[Excerpts of bounding box data]
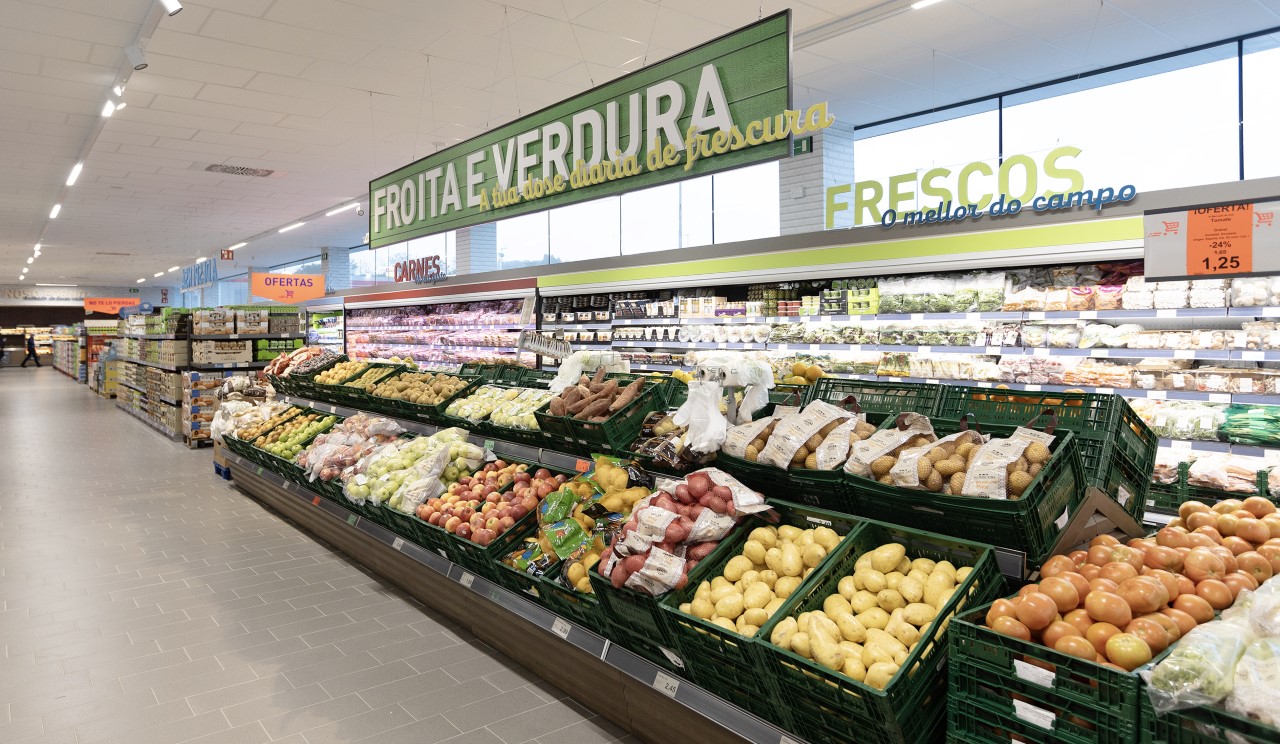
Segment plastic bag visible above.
[1147,620,1254,713]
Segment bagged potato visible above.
[759,401,852,470]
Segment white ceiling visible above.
[0,0,1280,284]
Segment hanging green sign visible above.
[369,10,835,247]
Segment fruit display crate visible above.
[749,521,1005,744]
[947,596,1146,744]
[659,499,860,726]
[1138,690,1280,744]
[938,385,1160,521]
[804,378,947,426]
[846,419,1084,565]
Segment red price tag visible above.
[1187,204,1253,277]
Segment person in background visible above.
[20,333,40,366]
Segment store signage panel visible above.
[84,297,142,315]
[369,12,814,248]
[1143,201,1280,279]
[250,273,324,302]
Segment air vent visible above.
[205,163,275,178]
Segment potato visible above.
[822,594,852,620]
[902,602,938,627]
[872,543,906,574]
[856,607,888,630]
[876,589,906,612]
[724,556,754,581]
[742,581,773,606]
[773,576,800,599]
[800,543,827,569]
[836,612,867,643]
[791,633,813,658]
[716,594,745,620]
[746,528,778,548]
[769,617,799,648]
[863,662,899,690]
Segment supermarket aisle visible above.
[0,370,631,744]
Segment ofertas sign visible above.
[1143,201,1280,279]
[369,12,814,248]
[84,297,142,315]
[396,256,444,282]
[250,274,324,302]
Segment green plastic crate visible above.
[659,501,860,726]
[804,378,947,425]
[938,385,1160,521]
[751,521,1005,744]
[1139,690,1280,744]
[845,419,1084,566]
[947,596,1162,744]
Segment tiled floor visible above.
[0,369,632,744]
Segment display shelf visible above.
[227,452,800,744]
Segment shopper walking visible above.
[20,334,40,366]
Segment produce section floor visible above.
[0,369,637,744]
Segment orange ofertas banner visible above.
[84,297,142,315]
[251,274,324,302]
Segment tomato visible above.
[1041,556,1075,579]
[1235,551,1275,584]
[1116,576,1169,612]
[1016,592,1057,630]
[1041,620,1084,648]
[1240,496,1276,519]
[1178,501,1213,521]
[1156,528,1187,548]
[1160,606,1198,635]
[991,617,1032,640]
[1084,592,1133,627]
[1196,579,1235,610]
[1107,633,1151,672]
[1098,561,1138,585]
[1053,635,1098,661]
[1124,617,1169,653]
[1084,622,1128,657]
[1041,576,1080,612]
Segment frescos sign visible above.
[250,274,324,302]
[369,12,835,248]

Problem requirements
Convert the lines into a JSON list of strings, one string per line with blank lines omitted. Begin at the line containing "Segment produce section floor visible above." and stop after the line containing "[251,274,324,302]".

Written solution
[
  "Segment produce section floor visible above.",
  "[0,369,637,744]",
  "Segment orange ofertas banner visible above.",
  "[84,297,142,315]",
  "[251,274,324,302]"
]